_TASK DESCRIPTION_:
Copy the following data verbatim, from the line containing "214H482L469 162L459 153L406" through the line containing "positive clicks: (436, 152)", including both of those lines.
== Segment start ==
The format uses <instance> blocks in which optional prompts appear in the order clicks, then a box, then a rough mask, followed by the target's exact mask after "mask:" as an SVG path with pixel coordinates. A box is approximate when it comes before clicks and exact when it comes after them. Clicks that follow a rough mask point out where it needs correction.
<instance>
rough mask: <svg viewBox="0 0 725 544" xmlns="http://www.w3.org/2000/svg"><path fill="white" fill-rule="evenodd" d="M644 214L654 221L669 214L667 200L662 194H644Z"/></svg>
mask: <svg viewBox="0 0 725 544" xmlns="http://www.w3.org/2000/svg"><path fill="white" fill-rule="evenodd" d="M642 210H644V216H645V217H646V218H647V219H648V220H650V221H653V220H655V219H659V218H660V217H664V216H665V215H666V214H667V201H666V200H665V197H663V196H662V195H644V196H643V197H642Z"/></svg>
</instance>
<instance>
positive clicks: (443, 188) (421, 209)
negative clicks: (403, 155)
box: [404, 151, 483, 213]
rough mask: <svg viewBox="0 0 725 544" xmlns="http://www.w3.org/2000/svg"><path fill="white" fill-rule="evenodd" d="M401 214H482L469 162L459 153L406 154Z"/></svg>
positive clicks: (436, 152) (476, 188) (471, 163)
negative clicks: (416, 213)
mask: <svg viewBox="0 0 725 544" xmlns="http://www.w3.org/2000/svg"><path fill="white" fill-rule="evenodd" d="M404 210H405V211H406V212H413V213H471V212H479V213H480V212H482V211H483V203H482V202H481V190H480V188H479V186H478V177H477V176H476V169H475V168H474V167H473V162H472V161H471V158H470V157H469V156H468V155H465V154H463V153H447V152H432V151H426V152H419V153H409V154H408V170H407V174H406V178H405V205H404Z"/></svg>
== Segment end ==
_COMPLETED EXERCISE_:
rough mask: <svg viewBox="0 0 725 544" xmlns="http://www.w3.org/2000/svg"><path fill="white" fill-rule="evenodd" d="M401 214H482L469 162L459 153L406 154Z"/></svg>
positive clicks: (436, 152) (476, 188) (471, 163)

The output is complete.